Western Australia (WA)


- WA Occupational Health, Safety and Welfare Regulations

1988

South Australia (SA)


- SA Occupational Health, Safety and Welfare Act/Regulations (Ordinances/laws for the industrial area)

1986

- SA Occupational Health, Safety and Welfare Regulations (Ordinances for the construction fields)


- Code of Practice for Safe Removal of Asbestos


Tasmania


- Department of Labour and Industry, Tasmania - Safety Guide Toxic/Dangerous Substances No. s 1, 8, 9, 10, 11, 12, 15 -


Northern Territory


- Construction Safety Act

1984

- Construction Safety Rules, Division 3, "Spraying and Handling of Asbestos".


Australian Capital Territory


- Office of Australian Capital Territory - "Asbestos Removal Manual"


Source: own compilation

4.1.3 Research and development

Research projects in Australia refer primarily to the control of Asbestos release from existing installations. These research programs are mainly performed by scientific institutes, such as the National Institute for Occupational Safety and Hygiene or the CSIRO in Melbourne.

* WHAT THIS EXERCISE ASKS *
1) For each statement (a), (b) and (c), state whether it agrees with the asbestos regulation passage, answering yes or no and quoting the words of the passage that decide it. (a) Australian research projects mainly concern controlling asbestos release from existing installations. (b) The research programs are mainly carried out by private companies. (c) The CSIRO mentioned is located in Sydney.
2) Carry the asbestos regulation passage forward, starting after its final sentence.
The data that follow are separate material and unrelated to the asbestos regulation passage.

* DATA SHOWN *

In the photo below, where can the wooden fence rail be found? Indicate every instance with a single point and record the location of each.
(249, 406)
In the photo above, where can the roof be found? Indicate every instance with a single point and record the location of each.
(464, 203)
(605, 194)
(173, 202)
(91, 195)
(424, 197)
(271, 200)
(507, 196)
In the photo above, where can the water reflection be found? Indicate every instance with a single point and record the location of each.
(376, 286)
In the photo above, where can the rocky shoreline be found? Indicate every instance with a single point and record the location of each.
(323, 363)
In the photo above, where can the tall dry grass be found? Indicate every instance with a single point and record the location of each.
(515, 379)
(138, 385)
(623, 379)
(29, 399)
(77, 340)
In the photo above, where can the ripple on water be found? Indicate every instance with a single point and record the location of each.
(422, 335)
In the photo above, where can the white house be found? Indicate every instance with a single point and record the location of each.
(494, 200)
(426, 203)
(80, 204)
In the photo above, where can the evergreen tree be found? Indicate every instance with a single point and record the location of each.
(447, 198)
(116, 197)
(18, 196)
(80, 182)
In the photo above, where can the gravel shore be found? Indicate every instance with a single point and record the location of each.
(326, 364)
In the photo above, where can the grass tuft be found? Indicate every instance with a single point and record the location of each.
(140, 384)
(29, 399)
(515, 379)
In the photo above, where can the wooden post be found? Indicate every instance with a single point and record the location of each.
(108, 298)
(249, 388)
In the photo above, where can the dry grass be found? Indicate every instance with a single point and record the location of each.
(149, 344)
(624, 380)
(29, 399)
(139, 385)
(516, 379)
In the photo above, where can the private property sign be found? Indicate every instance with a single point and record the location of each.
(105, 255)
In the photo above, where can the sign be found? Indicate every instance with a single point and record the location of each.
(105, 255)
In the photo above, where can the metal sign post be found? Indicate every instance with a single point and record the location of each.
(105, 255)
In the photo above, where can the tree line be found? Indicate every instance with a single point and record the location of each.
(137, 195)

* TASK-BY-TASK ANSWERS *
1)
(a) Yes: "refer primarily to the control of Asbestos release from existing installations"
(b) No: "mainly performed by scientific institutes"
(c) No: "the CSIRO in Melbourne"

2)
Currently, for instance, there are on-going research projects on the sealing of Asbestos products (CSIRO) or the behavior of Asbestos fibers in the lungs (National Institute for Occupational Safety and Hygiene).

Furthermore, there are research programs in the area of development of substitutes, such as the research project on silicon carbide -Whiskers (CSIRO) or new brake linings (Australian Railways).

4.1.4 Substitutes

In Australia Asbestos containing products have been replaced by substitutes to a great extent. These are available largely from national production, and examples are listed in the following table.

Table 22: Substitutes for Asbestos Fiber Products in Australia

Application

Asbestos Fiber - Substitutes

Price

Textiles

woven glass fibers

$ 5/m², for 1.8 kg/m² woven textile

Paper products

Kevlar/graphite fibers

varies

Insulation material

glass fiber- (woven textile)

$ 4 50/m² (thickness 50mm)

Cement products

cellulose/glass fiber cement

$ 2300/m³

Roofing

-"-

$ 14/m²

Boards/Tiles, etc.

-"-

$ 20/m²

Brake lining

steel/copper wool strengthened phenolic resin

varies

Source: own compilation

The technical properties and weather resistance of these substitutes are generally good. However, the processing ability is more difficult in the case of paper products, insulation materials and brake linings.

Furthermore, a number of Asbestos substitutes are in use which are fiber-free. Some of these products are manufactured within the country. Examples are listed in Table 23.

Table 23: Fiber-free Substitutes for Asbestos Products in Australia

Application

Fiber-free Substitutes

Price (approx. value)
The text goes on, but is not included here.